--- START DATA ROWS ---

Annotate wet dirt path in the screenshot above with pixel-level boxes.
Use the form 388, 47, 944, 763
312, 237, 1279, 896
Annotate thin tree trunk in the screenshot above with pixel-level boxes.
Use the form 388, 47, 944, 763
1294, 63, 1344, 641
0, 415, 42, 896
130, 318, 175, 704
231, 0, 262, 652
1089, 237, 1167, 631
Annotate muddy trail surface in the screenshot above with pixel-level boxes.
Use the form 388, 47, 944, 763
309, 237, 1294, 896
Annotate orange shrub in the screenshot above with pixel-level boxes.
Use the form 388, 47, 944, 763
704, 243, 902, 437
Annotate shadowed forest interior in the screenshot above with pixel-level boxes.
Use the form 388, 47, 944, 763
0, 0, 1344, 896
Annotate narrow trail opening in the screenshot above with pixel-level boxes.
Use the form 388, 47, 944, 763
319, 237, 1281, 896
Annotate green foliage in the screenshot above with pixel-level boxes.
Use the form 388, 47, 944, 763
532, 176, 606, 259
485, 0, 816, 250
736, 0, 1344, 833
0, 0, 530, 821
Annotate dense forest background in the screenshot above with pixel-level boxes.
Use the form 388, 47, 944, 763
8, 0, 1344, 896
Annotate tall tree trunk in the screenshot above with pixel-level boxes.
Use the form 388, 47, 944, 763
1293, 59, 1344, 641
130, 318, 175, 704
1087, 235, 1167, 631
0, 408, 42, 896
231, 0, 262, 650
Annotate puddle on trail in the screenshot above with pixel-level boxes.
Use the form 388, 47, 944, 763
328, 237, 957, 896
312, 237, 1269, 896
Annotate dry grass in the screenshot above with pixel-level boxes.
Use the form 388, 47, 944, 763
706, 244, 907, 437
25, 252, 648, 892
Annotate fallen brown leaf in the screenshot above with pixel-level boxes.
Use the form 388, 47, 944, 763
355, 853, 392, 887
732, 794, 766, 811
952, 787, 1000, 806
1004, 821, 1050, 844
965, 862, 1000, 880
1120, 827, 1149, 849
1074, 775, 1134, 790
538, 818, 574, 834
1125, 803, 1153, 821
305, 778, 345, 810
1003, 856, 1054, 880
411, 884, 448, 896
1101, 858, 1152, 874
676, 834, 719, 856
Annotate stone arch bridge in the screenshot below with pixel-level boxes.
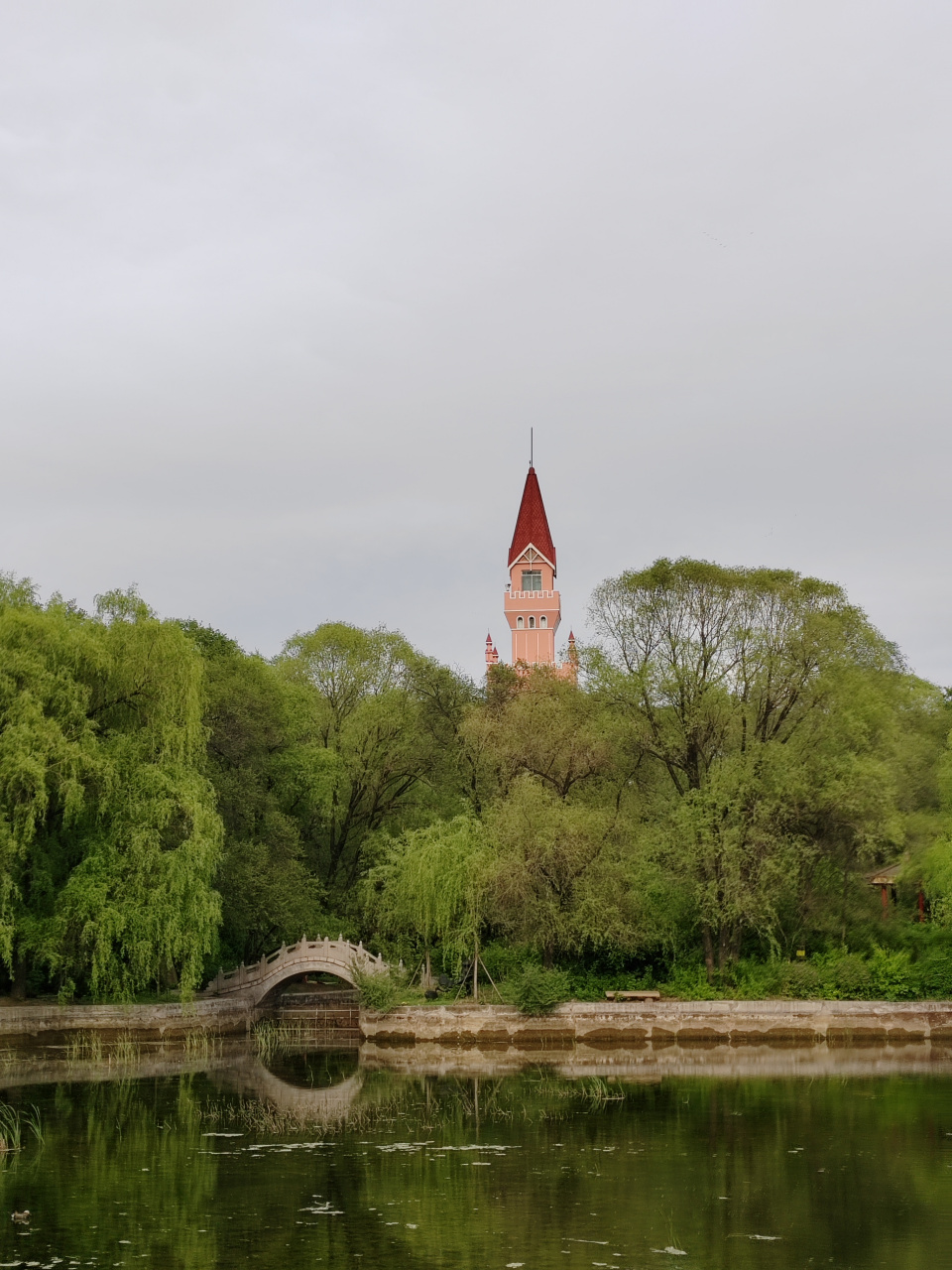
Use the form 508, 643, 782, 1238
202, 935, 389, 1006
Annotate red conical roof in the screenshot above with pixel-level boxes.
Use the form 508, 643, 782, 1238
509, 467, 554, 569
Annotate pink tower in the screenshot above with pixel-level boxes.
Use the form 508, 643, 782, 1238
486, 466, 577, 680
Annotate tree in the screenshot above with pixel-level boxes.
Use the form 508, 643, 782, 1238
178, 621, 330, 964
589, 560, 903, 974
0, 579, 222, 997
364, 816, 493, 980
462, 667, 615, 799
278, 622, 469, 894
486, 775, 645, 966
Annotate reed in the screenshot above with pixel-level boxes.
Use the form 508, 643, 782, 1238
184, 1031, 221, 1058
0, 1102, 44, 1156
66, 1031, 103, 1063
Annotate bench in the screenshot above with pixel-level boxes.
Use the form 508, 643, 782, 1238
606, 990, 661, 1001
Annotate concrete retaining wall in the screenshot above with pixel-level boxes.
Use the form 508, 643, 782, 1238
361, 1001, 952, 1051
0, 997, 259, 1039
0, 997, 952, 1052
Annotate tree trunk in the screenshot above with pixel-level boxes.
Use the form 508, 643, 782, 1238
13, 949, 29, 1001
717, 926, 730, 974
701, 922, 713, 983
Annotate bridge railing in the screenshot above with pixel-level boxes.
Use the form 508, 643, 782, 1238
203, 935, 386, 997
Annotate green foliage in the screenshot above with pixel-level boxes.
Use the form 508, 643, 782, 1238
513, 961, 571, 1015
7, 560, 952, 1004
277, 622, 477, 893
588, 560, 923, 979
0, 583, 222, 997
366, 816, 494, 952
354, 970, 404, 1015
178, 621, 331, 965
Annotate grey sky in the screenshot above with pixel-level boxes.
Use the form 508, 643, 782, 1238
0, 0, 952, 684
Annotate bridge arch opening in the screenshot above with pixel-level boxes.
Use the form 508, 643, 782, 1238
259, 970, 358, 1010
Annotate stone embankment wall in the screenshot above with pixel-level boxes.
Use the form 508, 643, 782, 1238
0, 997, 260, 1040
361, 1001, 952, 1051
0, 996, 952, 1053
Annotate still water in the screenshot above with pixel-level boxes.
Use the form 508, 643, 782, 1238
0, 1052, 952, 1270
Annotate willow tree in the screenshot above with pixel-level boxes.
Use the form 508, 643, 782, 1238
364, 816, 494, 983
589, 560, 903, 974
277, 622, 469, 898
0, 580, 221, 997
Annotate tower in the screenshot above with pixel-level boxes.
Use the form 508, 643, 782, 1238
486, 466, 577, 679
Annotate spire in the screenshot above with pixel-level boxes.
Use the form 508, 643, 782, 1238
509, 467, 554, 569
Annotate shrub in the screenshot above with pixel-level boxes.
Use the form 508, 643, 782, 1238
513, 961, 570, 1015
783, 961, 824, 999
917, 949, 952, 1001
354, 970, 401, 1015
870, 945, 919, 1001
830, 952, 872, 1001
658, 962, 724, 1001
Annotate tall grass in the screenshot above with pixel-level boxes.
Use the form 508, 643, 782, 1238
0, 1102, 44, 1156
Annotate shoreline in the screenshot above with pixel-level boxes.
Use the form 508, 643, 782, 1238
361, 999, 952, 1051
0, 994, 952, 1052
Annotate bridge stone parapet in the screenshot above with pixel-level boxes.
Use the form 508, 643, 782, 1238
202, 935, 389, 1004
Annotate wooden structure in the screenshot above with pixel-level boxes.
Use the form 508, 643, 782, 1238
202, 935, 389, 1004
870, 861, 925, 922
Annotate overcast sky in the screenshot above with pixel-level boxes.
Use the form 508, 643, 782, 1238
0, 0, 952, 685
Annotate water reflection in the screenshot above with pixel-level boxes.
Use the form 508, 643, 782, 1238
0, 1045, 952, 1270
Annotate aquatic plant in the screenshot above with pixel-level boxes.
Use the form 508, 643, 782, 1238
182, 1031, 221, 1058
66, 1031, 103, 1063
254, 1019, 309, 1063
0, 1102, 44, 1156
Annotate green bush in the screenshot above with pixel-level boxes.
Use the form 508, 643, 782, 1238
870, 945, 919, 1001
354, 970, 401, 1015
658, 962, 724, 1001
513, 961, 571, 1015
917, 949, 952, 1001
783, 961, 826, 999
828, 952, 872, 1001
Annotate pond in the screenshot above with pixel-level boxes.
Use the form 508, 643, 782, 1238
0, 1045, 952, 1270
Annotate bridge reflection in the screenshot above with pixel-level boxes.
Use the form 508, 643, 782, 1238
208, 1051, 363, 1123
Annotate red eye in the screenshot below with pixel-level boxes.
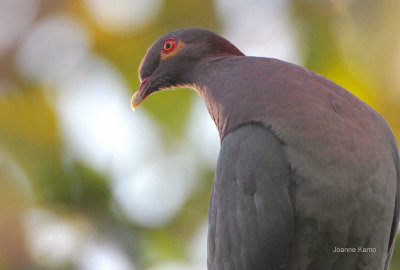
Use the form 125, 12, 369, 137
163, 38, 178, 54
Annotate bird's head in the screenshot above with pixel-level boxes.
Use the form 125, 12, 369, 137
131, 27, 243, 109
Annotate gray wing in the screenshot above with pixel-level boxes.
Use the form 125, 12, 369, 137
385, 138, 400, 270
208, 123, 294, 270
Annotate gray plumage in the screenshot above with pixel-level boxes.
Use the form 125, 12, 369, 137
132, 28, 400, 270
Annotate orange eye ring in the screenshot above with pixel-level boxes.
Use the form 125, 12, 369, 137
162, 38, 178, 54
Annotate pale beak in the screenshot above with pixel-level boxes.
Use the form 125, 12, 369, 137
131, 78, 150, 110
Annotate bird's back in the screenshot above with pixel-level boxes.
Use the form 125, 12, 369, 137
203, 57, 399, 270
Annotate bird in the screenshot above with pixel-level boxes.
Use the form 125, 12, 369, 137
131, 27, 400, 270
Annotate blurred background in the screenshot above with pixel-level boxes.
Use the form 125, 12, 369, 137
0, 0, 400, 270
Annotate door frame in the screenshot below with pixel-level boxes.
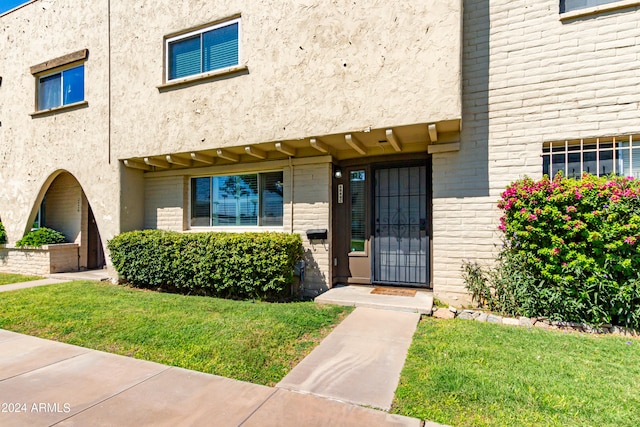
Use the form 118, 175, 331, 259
331, 153, 433, 289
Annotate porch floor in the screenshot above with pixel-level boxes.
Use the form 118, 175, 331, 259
315, 285, 433, 315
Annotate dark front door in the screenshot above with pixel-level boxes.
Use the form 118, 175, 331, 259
87, 206, 105, 270
372, 165, 429, 286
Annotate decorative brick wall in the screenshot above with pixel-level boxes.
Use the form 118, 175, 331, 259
0, 243, 79, 276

--- END DATA ROWS ---

WHAT TO PRODUCE:
Reproduce the lines from the one containing "Annotate red conical" up to and including the one containing "701, 922, 713, 983", requests included, and offset every bounding box coordinate by adding 147.

TASK ANSWER:
Annotate red conical roof in the screenshot above with pixel-level boxes.
Use the form 508, 643, 782, 1238
656, 614, 701, 716
Annotate pink tower in the screenshot above with pixel-level boxes.
Use the form 508, 643, 782, 1238
633, 613, 724, 827
Annotate tree in the screenshot above with pixel-level boxes.
Use the form 508, 643, 782, 1238
325, 768, 477, 1111
736, 707, 1050, 1121
147, 726, 369, 1144
511, 963, 640, 1127
609, 814, 762, 946
425, 769, 616, 1041
633, 922, 792, 1113
Annotate reed in the screenshot above with pixel-level boxes.
Use the form 508, 643, 782, 1238
331, 1178, 368, 1205
147, 1249, 191, 1303
213, 1178, 250, 1210
Annotate bench in the screenshot above with pixel-level boxes.
Use the form 508, 643, 782, 1238
753, 1137, 808, 1148
Annotate concrete retaining wall in the screenshot above with pixel-level boxes.
Use the form 508, 643, 782, 1238
508, 1148, 1099, 1198
147, 1144, 406, 1186
147, 1144, 1099, 1199
Annotate tree trunk in the screenshot above with pixel-level boxes.
Use the form 508, 643, 782, 1238
160, 1096, 176, 1148
864, 1073, 877, 1121
848, 1069, 860, 1130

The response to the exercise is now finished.